- PROBLEM TO SOLVE
Exactly the lines from the one containing "the fluffy tail" through the end of the data below are to be reproduced, and nothing besides them.

- Stored data entries
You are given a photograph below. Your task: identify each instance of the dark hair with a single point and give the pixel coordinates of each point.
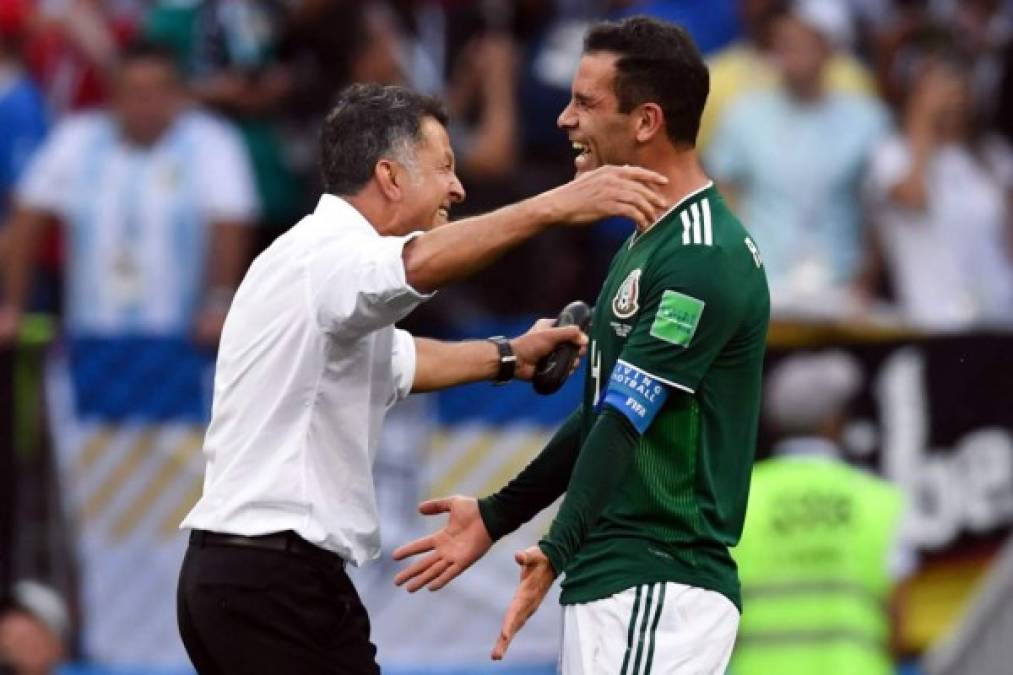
(144, 50)
(657, 63)
(367, 123)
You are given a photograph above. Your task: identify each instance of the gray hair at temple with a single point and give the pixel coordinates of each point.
(805, 392)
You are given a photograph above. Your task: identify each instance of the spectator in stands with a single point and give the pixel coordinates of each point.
(72, 49)
(821, 548)
(22, 116)
(938, 196)
(33, 630)
(228, 51)
(156, 198)
(793, 156)
(749, 65)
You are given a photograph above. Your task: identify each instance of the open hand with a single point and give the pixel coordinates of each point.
(609, 191)
(462, 540)
(537, 576)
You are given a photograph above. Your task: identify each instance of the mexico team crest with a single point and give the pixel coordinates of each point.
(624, 305)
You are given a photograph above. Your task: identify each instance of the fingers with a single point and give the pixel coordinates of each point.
(429, 575)
(415, 569)
(447, 577)
(515, 619)
(642, 174)
(652, 196)
(433, 507)
(419, 545)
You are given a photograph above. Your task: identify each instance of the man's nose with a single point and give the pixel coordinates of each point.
(457, 193)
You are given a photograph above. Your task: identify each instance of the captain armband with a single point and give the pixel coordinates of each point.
(636, 394)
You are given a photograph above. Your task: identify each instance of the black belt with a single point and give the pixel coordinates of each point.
(288, 542)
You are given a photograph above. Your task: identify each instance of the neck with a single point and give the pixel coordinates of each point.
(682, 168)
(373, 210)
(805, 92)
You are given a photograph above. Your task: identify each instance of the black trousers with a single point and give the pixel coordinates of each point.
(245, 610)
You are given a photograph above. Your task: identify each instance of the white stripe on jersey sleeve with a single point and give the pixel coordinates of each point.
(708, 235)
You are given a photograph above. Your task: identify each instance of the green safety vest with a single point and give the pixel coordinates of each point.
(813, 564)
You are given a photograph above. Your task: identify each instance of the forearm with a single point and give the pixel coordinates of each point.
(24, 232)
(911, 191)
(538, 485)
(604, 460)
(457, 249)
(440, 365)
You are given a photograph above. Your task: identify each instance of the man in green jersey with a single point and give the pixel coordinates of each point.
(655, 463)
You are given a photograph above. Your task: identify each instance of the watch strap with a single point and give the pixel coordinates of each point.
(508, 360)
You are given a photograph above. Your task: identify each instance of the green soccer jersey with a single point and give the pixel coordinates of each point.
(681, 326)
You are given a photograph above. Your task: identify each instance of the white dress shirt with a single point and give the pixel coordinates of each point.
(308, 366)
(947, 260)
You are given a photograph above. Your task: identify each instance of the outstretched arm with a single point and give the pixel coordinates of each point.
(474, 524)
(440, 365)
(458, 249)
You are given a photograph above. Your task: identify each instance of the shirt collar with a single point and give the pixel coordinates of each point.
(336, 212)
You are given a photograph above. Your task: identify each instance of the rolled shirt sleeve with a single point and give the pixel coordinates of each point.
(226, 186)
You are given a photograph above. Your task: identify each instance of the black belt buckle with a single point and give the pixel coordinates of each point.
(279, 541)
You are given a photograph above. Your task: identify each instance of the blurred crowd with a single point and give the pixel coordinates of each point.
(151, 147)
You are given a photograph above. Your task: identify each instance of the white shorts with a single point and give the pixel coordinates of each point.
(661, 628)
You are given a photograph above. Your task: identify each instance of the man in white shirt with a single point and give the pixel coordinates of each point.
(310, 362)
(156, 199)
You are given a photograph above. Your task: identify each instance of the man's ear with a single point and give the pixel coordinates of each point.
(389, 176)
(649, 121)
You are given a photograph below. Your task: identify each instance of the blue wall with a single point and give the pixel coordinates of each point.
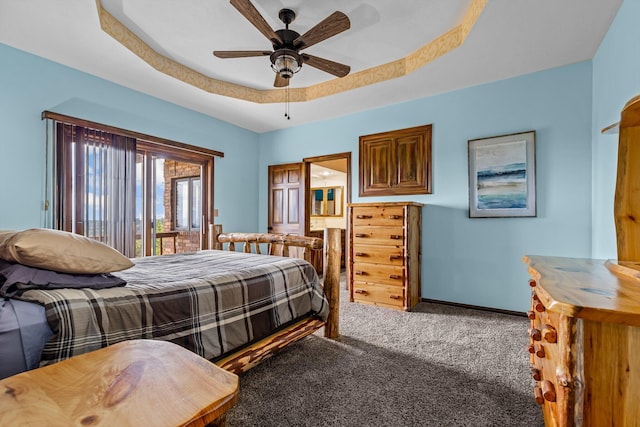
(473, 261)
(616, 79)
(30, 85)
(478, 261)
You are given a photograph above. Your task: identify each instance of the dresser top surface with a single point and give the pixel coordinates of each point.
(587, 288)
(383, 204)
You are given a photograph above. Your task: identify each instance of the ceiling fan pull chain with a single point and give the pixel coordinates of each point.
(286, 106)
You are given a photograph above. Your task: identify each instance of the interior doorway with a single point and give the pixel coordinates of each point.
(327, 192)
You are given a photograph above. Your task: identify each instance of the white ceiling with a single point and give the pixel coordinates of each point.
(511, 37)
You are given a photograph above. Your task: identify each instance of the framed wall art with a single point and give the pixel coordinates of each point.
(502, 176)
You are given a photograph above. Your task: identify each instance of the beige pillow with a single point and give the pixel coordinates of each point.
(60, 251)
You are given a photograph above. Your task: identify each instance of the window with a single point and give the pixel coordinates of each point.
(109, 184)
(187, 203)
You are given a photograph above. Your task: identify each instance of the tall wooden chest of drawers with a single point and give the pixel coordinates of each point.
(584, 340)
(384, 253)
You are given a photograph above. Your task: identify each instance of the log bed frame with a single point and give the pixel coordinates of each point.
(279, 244)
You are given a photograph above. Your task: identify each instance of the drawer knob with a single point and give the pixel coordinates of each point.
(549, 333)
(535, 373)
(537, 393)
(548, 391)
(535, 334)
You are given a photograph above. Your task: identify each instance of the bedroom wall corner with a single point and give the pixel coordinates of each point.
(615, 80)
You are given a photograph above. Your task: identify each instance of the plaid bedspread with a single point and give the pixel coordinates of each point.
(210, 302)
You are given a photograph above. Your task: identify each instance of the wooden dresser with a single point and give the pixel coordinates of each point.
(584, 340)
(384, 253)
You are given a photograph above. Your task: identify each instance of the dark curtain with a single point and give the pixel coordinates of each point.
(96, 186)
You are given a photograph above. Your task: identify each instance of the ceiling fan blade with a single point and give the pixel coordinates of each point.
(335, 68)
(240, 53)
(280, 82)
(334, 24)
(248, 10)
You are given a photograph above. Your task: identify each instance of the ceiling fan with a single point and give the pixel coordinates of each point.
(286, 58)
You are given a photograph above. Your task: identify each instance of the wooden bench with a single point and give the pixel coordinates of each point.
(132, 383)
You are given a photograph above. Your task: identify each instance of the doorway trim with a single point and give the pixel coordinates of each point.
(307, 172)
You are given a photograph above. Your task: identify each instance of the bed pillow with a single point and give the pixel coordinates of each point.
(60, 251)
(17, 278)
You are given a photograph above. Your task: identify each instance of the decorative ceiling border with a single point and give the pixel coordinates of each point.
(391, 70)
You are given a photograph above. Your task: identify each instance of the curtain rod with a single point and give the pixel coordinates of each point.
(133, 134)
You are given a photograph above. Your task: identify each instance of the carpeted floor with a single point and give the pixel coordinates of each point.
(436, 366)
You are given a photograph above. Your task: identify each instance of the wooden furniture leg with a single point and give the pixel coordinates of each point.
(132, 383)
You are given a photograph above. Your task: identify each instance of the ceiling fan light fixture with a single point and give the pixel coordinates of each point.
(286, 62)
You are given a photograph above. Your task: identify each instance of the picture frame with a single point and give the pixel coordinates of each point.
(502, 176)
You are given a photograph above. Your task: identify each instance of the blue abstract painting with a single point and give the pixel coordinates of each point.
(501, 176)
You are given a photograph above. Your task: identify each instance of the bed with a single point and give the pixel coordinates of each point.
(235, 308)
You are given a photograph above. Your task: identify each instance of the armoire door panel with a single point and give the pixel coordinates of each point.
(409, 149)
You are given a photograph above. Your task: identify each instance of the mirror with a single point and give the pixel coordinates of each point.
(326, 201)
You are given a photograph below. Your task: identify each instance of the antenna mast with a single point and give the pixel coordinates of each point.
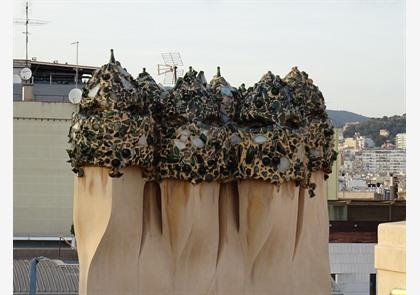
(170, 69)
(26, 32)
(77, 61)
(27, 21)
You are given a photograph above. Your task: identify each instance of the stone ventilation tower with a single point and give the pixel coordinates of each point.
(202, 189)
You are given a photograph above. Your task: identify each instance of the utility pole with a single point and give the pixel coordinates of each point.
(77, 61)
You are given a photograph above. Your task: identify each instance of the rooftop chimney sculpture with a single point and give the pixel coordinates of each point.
(205, 188)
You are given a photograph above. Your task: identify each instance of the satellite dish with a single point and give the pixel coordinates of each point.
(75, 96)
(26, 73)
(16, 79)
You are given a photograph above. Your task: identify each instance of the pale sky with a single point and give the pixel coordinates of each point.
(353, 50)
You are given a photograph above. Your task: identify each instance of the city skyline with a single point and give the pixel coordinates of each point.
(353, 50)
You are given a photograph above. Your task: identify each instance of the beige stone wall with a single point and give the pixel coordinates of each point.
(42, 180)
(390, 255)
(137, 237)
(332, 182)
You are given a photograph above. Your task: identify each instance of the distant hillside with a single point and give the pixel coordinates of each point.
(371, 127)
(339, 118)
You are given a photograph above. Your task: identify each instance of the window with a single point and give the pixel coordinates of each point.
(372, 284)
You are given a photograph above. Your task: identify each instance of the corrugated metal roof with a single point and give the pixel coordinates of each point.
(53, 277)
(56, 277)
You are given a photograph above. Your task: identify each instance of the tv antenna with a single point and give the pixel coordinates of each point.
(170, 68)
(28, 21)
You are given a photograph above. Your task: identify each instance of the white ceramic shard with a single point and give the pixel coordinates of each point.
(260, 138)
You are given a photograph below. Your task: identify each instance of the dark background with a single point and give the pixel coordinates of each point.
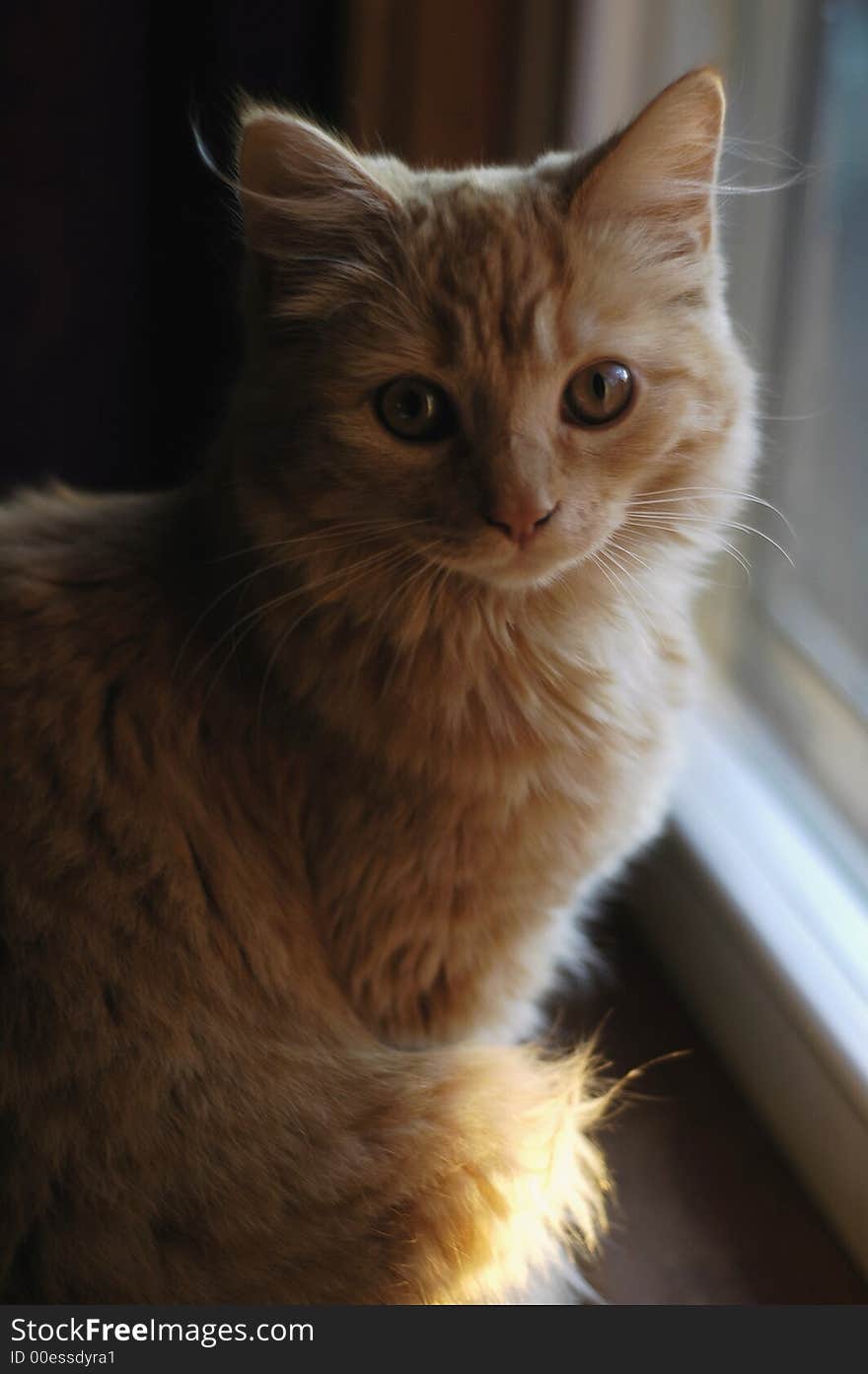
(121, 253)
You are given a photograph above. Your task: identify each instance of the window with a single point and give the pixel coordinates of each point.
(759, 902)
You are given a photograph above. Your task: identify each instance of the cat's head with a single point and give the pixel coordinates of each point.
(494, 366)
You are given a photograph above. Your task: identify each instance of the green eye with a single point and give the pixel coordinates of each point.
(415, 409)
(598, 394)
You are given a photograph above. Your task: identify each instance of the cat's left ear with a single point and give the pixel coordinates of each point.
(664, 165)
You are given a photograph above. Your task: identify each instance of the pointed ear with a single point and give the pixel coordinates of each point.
(301, 189)
(664, 165)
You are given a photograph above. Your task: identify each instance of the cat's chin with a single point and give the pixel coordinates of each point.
(524, 574)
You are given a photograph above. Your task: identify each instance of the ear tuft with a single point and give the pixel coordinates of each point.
(664, 165)
(298, 184)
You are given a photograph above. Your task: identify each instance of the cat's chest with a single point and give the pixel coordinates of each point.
(437, 888)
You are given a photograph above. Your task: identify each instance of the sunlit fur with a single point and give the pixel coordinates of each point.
(311, 765)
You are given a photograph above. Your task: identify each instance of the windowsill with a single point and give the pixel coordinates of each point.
(766, 937)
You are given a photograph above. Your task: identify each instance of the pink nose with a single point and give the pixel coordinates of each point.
(520, 517)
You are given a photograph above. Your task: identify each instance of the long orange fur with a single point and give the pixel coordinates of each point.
(308, 766)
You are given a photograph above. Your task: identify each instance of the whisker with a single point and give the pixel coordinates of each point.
(707, 490)
(710, 523)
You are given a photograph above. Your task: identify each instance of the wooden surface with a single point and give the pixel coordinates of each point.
(706, 1209)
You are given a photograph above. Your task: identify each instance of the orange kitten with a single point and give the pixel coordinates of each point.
(311, 764)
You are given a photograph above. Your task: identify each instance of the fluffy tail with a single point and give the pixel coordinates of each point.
(479, 1175)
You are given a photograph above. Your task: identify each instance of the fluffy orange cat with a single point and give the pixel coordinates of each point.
(309, 765)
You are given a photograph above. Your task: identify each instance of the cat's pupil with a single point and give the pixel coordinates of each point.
(411, 404)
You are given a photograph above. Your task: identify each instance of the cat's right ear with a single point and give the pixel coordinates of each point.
(303, 191)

- COMPLETED TASK
You are given a photograph above. Your task: identify each instance of the fluffy tail with a single point and give the pixel coordinates of each point.
(479, 1175)
You are given a photograph above. Your task: identify each instance of the fluffy orange cat with a single point and give the pixel coordinates of each point.
(309, 765)
You are given a photograph above. Your task: identify each instance of the cat's pupil with a single point and give the pixel coordinates of each point.
(411, 404)
You are given a photograph above. Your task: identify each instance of the cat's right ear with a single point and give the pixel coordinates of each point.
(303, 191)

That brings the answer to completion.